___ Source document ___

Learn About the Law
Get help with your legal needs
FindLaw’s Learn About the Law features thousands of informational articles to help you understand your options. And if you’re ready to hire an attorney, find one in your area who can help.
IN RE: STATE FARM FIRE & CASUALTY COMPANY, a/s/o Kate O'Brian and Thomas Smith, petitioner-respondent, v. VILLAGE OF BRONXVILLE, et al., respondents,
Town of Eastchester, appellant. (Matter No. 1). State Farm Fire & Casualty Company, a/s/o Kate O'Brian and Thomas Smith, respondent, v. Ed Wiley Slate Co., et al., defendants, Town of Eastchester, appellant. (Matter No. 2).

___ Record extracts ___

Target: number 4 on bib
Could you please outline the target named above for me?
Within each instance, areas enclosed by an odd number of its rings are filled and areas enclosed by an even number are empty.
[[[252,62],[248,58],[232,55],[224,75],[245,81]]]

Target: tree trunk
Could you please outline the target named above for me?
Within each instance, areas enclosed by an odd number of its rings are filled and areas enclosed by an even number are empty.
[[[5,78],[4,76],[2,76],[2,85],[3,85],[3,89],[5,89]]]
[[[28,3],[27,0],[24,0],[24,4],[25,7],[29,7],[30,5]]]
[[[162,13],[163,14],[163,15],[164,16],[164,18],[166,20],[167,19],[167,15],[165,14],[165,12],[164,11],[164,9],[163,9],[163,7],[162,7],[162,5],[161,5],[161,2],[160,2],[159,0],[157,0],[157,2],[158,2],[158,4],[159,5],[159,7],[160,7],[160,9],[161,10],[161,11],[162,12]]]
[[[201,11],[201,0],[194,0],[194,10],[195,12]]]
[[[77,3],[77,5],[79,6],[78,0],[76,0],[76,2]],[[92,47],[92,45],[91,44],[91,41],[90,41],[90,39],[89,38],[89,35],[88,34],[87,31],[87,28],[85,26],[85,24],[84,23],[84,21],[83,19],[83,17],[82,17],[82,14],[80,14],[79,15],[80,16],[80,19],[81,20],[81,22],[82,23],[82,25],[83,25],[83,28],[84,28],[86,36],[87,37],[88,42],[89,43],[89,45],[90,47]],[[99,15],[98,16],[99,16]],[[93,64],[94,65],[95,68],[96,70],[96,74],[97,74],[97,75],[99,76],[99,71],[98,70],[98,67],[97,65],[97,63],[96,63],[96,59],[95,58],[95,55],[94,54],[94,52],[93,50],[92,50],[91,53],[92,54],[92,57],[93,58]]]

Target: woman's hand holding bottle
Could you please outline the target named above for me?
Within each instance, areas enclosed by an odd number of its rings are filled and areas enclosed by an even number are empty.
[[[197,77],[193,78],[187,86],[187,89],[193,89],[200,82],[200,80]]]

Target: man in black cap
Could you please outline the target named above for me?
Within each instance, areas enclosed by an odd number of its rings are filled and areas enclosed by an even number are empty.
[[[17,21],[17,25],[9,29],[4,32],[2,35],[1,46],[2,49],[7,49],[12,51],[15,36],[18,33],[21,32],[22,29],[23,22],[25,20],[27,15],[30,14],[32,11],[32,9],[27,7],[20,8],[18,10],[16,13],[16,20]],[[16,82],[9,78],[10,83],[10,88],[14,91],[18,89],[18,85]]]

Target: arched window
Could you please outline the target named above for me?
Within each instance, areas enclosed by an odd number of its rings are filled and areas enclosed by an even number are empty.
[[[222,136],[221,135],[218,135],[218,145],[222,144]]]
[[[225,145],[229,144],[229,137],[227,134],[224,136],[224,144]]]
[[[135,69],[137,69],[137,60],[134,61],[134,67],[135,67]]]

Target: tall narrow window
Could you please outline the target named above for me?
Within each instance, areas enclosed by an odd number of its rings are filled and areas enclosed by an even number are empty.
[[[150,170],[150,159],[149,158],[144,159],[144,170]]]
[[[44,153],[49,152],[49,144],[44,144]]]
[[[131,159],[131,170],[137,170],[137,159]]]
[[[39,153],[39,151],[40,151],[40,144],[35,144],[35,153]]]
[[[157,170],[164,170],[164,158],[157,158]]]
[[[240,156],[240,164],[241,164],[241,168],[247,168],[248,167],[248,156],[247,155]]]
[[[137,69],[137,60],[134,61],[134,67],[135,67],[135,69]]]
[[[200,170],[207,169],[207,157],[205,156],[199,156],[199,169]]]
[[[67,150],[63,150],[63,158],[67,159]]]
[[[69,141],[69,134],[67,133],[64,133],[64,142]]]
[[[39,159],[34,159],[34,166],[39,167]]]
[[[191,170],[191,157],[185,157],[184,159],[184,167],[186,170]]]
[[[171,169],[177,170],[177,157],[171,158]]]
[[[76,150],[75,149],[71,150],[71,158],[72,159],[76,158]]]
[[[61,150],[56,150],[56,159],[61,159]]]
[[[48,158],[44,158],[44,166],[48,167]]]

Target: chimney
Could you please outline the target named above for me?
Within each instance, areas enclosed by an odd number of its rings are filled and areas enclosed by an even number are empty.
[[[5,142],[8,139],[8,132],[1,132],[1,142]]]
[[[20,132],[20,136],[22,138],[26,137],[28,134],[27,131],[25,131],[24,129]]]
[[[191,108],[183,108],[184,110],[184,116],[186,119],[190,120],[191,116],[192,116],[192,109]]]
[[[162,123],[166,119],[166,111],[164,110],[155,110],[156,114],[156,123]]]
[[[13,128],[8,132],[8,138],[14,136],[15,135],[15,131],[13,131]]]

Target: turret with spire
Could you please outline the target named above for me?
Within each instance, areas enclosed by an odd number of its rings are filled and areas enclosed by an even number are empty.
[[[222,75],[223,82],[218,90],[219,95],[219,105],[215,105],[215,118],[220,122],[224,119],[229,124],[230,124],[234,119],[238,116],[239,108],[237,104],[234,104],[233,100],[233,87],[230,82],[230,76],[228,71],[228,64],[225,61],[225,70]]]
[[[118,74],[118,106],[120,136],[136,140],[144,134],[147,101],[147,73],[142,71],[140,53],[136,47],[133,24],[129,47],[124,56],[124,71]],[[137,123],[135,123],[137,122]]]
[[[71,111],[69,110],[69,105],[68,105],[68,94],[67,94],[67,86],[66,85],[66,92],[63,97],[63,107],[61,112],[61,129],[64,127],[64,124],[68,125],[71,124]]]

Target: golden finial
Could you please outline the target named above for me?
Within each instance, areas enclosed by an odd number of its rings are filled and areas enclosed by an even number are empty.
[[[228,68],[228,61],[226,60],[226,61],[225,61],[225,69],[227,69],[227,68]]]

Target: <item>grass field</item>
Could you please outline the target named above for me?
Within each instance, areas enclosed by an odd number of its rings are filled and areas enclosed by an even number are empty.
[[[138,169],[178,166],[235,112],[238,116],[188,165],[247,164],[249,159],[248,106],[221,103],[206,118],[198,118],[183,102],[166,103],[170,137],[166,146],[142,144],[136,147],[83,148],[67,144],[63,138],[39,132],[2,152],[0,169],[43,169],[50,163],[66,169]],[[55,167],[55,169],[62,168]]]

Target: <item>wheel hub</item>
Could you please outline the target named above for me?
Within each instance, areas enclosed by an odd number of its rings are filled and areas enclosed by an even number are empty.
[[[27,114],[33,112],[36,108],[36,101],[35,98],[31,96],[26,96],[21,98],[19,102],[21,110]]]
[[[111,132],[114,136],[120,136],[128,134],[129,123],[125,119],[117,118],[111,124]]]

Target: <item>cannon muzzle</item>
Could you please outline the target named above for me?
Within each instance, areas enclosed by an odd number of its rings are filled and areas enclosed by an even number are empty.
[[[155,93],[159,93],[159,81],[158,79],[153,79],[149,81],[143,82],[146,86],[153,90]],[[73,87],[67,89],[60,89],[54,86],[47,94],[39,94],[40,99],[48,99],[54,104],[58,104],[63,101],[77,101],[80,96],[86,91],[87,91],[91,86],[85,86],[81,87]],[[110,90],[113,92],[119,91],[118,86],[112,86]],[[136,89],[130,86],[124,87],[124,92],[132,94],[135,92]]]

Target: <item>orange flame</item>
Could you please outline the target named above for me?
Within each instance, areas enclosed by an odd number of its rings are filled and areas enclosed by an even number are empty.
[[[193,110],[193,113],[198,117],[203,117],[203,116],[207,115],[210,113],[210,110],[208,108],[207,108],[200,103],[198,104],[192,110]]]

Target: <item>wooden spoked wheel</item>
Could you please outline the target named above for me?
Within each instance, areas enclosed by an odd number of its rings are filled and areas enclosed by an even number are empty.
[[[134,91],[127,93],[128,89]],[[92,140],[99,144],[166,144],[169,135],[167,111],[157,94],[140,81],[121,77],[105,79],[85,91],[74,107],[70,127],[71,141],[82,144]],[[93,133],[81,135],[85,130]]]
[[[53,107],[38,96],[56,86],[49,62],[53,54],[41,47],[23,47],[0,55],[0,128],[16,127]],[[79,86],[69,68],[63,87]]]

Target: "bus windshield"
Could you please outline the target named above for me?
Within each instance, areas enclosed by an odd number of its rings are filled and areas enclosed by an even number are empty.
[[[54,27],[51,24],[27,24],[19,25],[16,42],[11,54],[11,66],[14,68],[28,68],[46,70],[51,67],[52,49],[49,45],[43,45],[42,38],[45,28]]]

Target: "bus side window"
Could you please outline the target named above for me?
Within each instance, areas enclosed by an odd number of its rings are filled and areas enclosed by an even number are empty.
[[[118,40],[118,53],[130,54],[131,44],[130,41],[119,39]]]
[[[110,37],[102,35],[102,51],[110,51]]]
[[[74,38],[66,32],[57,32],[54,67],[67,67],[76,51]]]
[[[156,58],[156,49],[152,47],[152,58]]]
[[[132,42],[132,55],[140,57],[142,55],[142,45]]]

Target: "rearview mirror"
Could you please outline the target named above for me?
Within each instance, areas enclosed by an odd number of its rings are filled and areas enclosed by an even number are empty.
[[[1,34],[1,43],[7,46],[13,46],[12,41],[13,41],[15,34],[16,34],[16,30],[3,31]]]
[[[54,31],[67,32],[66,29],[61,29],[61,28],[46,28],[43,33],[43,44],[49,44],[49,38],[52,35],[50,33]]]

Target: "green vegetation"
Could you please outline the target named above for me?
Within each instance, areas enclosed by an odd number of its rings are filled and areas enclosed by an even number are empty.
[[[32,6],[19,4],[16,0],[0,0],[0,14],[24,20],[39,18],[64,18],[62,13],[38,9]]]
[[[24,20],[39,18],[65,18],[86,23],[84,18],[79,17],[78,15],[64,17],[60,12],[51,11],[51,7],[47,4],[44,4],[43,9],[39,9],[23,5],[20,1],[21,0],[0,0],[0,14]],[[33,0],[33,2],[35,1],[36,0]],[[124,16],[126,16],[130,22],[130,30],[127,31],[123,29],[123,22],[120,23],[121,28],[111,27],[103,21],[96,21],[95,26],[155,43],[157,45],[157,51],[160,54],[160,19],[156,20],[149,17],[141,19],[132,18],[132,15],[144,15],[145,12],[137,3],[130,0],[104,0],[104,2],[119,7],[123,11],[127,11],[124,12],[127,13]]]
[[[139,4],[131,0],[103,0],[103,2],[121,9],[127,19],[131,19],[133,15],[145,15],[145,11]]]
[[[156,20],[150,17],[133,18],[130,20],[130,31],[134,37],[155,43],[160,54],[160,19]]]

___

**To do:**
1. Answer these from the FindLaw page:
(a) What does FindLaw's Learn About the Law feature?
(b) Who is the appellant in Matter No. 1?
(c) Which slate company is named as a defendant in Matter No. 2?
2. Put this sentence from the FindLaw page into Spanish: "FindLaw’s Learn About the Law features thousands of informational articles to help you understand your options."
3. Print the FindLaw page word for word from "IN RE: STATE" to "(Matter No. 2).".

**Task results:**
1.
(a) Thousands of informational articles.
(b) The Town of Eastchester.
(c) Ed Wiley Slate Co.

2. Learn About the Law de FindLaw ofrece miles de artículos informativos para ayudarle a entender sus opciones.

3.
IN RE: STATE FARM FIRE & CASUALTY COMPANY, a/s/o Kate O'Brian and Thomas Smith, petitioner-respondent, v. VILLAGE OF BRONXVILLE, et al., respondents,
Town of Eastchester, appellant. (Matter No. 1). State Farm Fire & Casualty Company, a/s/o Kate O'Brian and Thomas Smith, respondent, v. Ed Wiley Slate Co., et al., defendants, Town of Eastchester, appellant. (Matter No. 2).